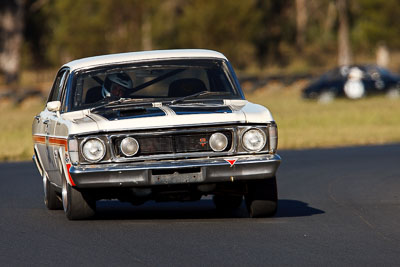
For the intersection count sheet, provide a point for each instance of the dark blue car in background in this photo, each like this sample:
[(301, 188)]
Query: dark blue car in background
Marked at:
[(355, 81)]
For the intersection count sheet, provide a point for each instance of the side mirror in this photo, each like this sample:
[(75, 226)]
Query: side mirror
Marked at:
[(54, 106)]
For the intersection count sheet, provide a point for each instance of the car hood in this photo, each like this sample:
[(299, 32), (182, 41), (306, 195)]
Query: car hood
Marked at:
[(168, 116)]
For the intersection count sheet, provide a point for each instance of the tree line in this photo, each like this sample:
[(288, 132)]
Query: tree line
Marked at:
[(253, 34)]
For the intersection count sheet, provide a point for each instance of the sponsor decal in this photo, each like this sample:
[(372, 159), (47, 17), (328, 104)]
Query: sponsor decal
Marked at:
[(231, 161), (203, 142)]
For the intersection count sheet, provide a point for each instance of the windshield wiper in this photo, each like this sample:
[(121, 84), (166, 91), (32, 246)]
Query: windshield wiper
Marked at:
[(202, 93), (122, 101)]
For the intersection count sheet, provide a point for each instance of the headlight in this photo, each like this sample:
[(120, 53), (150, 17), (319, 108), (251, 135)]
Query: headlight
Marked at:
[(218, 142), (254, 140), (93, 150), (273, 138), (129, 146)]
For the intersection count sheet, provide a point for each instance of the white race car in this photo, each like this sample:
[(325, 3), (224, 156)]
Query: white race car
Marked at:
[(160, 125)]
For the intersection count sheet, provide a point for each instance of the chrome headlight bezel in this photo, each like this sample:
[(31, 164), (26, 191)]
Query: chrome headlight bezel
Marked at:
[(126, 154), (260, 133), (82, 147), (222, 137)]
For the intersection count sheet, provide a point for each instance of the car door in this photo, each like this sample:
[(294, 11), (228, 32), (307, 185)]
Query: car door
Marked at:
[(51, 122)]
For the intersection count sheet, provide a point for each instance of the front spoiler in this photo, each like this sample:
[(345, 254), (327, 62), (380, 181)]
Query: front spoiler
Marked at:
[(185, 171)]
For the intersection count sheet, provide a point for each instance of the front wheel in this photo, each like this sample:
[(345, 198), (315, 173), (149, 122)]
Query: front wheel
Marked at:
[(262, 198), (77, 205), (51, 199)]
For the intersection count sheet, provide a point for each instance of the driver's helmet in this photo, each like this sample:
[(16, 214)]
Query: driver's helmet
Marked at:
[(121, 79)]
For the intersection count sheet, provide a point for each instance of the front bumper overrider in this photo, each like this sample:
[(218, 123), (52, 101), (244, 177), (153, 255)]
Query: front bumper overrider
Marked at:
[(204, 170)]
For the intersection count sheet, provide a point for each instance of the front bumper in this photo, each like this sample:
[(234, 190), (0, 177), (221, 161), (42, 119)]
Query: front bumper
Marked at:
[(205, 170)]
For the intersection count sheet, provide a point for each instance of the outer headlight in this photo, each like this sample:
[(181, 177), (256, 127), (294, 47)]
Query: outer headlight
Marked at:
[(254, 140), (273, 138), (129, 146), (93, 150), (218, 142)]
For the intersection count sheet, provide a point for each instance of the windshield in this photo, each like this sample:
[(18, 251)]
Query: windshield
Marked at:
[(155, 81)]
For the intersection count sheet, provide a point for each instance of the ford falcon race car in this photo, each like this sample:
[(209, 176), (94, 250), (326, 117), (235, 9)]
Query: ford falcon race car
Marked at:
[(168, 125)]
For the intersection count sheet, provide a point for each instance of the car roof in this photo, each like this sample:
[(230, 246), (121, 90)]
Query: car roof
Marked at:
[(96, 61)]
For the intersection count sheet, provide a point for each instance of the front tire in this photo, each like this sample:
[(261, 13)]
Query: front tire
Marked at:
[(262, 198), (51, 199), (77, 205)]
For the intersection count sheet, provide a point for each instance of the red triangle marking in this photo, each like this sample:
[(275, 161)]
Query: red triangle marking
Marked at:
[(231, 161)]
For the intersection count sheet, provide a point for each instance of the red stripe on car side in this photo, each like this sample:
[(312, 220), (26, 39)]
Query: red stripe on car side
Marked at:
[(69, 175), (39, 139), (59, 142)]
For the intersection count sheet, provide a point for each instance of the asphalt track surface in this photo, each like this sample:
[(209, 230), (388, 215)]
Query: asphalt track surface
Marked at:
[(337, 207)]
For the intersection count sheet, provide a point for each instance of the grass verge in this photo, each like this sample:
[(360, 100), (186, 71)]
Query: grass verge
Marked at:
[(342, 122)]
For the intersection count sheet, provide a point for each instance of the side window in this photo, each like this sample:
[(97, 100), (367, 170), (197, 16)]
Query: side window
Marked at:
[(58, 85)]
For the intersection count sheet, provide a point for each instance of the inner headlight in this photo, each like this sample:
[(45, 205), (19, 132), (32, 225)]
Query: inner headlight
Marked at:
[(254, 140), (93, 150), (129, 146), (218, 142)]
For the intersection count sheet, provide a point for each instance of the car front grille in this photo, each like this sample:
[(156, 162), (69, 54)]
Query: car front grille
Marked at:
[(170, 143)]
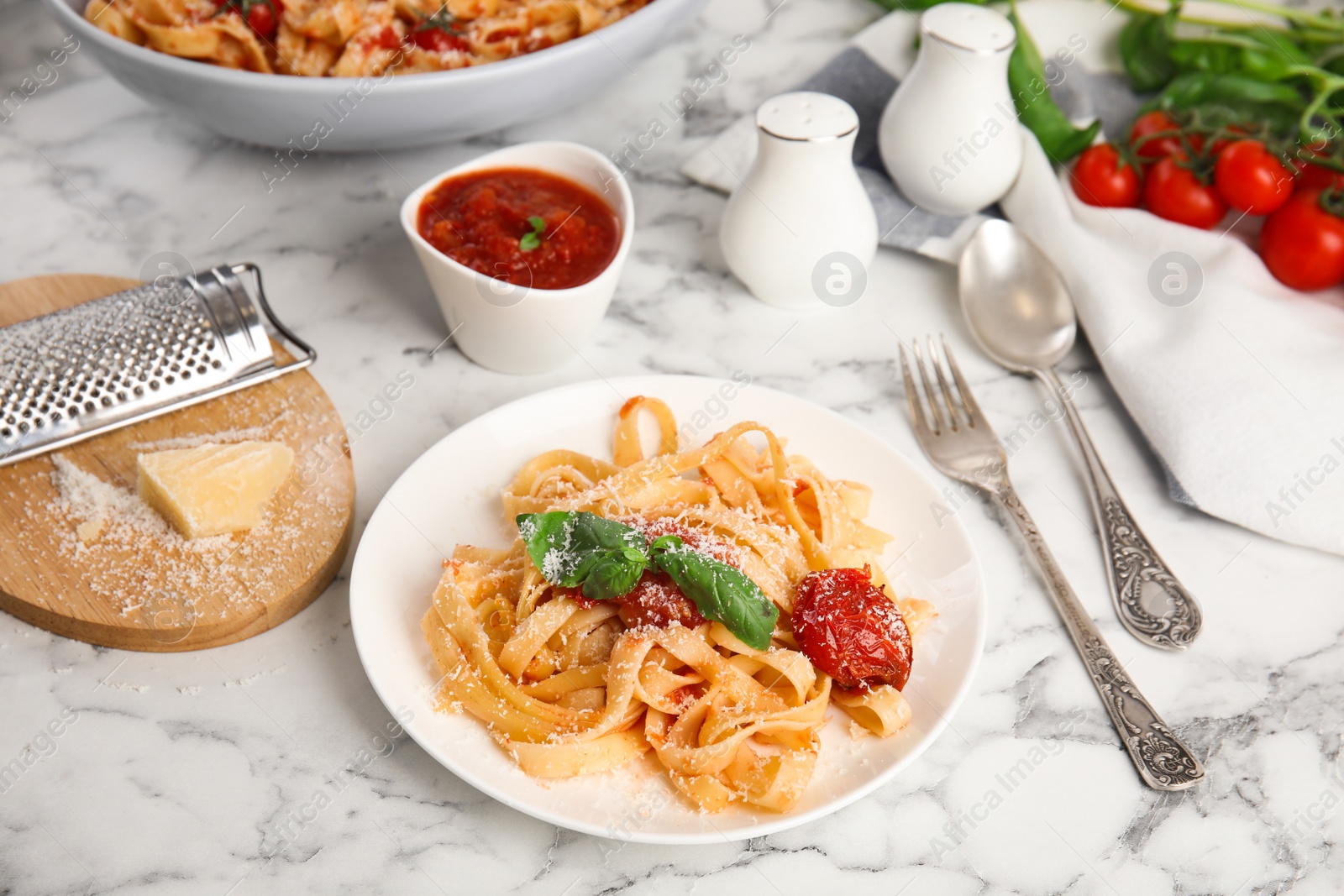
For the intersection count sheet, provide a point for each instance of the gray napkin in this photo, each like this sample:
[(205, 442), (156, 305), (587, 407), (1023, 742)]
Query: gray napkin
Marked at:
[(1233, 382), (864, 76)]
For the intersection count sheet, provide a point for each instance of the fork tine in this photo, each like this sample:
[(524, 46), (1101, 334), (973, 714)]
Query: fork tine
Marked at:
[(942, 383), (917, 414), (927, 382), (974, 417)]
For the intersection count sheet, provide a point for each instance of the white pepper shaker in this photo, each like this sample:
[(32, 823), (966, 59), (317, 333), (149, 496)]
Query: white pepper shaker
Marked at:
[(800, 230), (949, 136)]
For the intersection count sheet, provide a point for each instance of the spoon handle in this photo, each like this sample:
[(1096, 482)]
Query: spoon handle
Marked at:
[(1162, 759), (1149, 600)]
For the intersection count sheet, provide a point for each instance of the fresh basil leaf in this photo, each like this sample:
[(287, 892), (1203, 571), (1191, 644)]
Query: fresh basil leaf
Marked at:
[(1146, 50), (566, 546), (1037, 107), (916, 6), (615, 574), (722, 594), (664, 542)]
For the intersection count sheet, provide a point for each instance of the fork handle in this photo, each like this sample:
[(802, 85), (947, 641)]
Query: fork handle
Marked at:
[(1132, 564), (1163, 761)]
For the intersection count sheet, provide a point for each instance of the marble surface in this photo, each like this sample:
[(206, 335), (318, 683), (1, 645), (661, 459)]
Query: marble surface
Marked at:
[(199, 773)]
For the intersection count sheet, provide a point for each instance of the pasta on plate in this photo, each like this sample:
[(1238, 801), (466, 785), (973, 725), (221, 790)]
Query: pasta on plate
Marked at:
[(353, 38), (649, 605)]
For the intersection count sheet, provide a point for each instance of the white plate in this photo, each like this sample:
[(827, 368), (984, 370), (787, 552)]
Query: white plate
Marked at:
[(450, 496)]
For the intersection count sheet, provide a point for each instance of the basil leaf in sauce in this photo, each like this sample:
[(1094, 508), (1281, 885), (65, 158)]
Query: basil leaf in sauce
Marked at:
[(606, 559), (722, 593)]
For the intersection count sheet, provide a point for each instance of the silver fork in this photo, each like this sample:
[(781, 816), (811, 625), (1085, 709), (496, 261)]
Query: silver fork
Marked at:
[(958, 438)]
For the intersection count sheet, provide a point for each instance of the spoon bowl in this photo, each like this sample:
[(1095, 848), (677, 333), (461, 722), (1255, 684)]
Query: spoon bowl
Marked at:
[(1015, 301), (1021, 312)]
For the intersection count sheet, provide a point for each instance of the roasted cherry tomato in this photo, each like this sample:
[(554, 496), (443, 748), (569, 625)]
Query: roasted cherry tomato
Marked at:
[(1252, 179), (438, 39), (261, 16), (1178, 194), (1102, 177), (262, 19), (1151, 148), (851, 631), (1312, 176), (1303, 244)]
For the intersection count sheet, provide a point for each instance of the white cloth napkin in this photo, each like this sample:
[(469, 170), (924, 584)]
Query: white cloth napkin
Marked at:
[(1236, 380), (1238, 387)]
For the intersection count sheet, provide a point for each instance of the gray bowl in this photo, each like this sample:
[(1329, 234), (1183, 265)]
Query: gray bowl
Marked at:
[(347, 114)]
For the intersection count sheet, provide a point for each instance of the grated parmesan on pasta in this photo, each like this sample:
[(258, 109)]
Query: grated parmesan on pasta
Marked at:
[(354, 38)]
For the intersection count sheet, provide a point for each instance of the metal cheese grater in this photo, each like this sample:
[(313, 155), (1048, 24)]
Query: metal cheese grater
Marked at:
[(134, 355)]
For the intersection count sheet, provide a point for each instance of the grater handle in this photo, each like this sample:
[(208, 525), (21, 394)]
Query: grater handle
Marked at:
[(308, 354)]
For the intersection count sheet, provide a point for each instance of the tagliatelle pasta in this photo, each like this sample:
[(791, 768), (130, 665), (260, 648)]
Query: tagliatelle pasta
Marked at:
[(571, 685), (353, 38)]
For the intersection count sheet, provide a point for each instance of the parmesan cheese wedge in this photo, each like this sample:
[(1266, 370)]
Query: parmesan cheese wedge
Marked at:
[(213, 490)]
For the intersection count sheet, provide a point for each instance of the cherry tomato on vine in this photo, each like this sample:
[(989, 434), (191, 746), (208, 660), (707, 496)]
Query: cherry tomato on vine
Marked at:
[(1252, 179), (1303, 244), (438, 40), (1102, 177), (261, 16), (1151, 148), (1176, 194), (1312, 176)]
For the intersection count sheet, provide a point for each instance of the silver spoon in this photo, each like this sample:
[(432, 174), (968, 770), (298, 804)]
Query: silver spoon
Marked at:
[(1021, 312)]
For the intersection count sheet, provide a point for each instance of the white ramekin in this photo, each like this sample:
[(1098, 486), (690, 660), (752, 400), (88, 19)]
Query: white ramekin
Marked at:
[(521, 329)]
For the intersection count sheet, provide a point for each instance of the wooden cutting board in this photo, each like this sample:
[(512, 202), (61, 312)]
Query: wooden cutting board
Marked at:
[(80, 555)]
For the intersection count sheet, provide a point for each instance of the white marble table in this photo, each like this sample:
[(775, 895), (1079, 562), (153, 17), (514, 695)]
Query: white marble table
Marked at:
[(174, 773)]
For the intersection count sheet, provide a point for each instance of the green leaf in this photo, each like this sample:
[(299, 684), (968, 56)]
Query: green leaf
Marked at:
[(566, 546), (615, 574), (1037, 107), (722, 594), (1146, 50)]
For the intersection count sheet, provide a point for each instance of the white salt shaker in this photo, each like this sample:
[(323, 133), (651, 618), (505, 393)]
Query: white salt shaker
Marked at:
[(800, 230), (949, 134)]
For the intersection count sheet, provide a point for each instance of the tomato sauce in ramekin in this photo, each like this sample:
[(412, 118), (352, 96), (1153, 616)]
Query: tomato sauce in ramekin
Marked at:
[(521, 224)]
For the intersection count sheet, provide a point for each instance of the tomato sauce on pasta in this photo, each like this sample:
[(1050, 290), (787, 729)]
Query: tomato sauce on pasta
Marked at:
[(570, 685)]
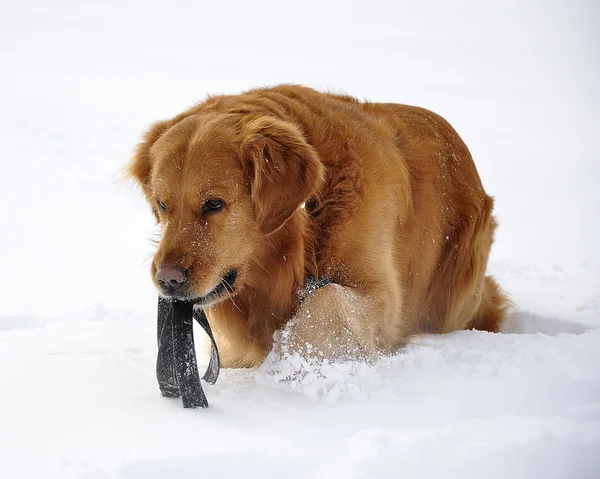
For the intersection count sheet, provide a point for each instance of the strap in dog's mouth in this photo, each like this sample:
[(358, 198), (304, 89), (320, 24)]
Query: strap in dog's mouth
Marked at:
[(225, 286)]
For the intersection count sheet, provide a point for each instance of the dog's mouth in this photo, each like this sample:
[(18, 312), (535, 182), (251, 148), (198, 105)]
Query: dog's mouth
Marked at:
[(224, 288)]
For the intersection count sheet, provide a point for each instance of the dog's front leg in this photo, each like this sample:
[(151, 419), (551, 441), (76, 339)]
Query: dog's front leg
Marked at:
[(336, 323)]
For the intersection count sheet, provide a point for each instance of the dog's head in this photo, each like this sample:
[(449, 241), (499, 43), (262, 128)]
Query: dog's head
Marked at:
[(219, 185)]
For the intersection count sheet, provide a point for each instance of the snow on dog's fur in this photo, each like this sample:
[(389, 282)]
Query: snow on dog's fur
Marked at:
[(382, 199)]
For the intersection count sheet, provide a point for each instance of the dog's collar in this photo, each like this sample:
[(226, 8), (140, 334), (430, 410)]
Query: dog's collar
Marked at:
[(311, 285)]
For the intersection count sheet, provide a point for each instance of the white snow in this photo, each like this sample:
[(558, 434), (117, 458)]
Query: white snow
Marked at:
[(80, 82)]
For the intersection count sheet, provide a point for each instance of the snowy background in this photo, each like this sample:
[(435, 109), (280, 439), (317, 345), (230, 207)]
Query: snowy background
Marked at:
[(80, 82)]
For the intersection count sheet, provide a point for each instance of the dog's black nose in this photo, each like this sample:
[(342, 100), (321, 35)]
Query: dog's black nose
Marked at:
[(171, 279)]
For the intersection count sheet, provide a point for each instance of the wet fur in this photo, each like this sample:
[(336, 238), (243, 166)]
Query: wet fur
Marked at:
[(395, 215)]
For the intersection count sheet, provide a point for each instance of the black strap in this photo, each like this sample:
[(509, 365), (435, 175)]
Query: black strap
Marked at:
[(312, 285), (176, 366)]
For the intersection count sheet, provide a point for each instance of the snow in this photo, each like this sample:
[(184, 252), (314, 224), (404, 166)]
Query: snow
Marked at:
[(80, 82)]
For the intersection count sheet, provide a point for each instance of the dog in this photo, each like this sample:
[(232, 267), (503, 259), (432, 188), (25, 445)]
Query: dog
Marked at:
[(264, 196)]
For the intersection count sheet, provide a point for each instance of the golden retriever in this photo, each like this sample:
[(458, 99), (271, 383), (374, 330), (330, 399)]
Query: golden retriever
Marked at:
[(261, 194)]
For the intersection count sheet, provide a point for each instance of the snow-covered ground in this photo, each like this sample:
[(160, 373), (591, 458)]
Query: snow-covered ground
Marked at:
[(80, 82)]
::::::::::
Action item:
List every line in the records above that contains the word "leaf".

Result for this exercise:
For the intersection count sheet, provide a point for each instance of the fresh basil leaf in this photo, each like this sample:
Query: fresh basil leaf
For the intersection count sheet, provide a point for each instance of the basil leaf in sauce in this photo, each like this sample:
Query: basil leaf in sauce
For the intersection count sheet, provide a point for each instance of the green leaf in this photo, each like this sample:
Query: green leaf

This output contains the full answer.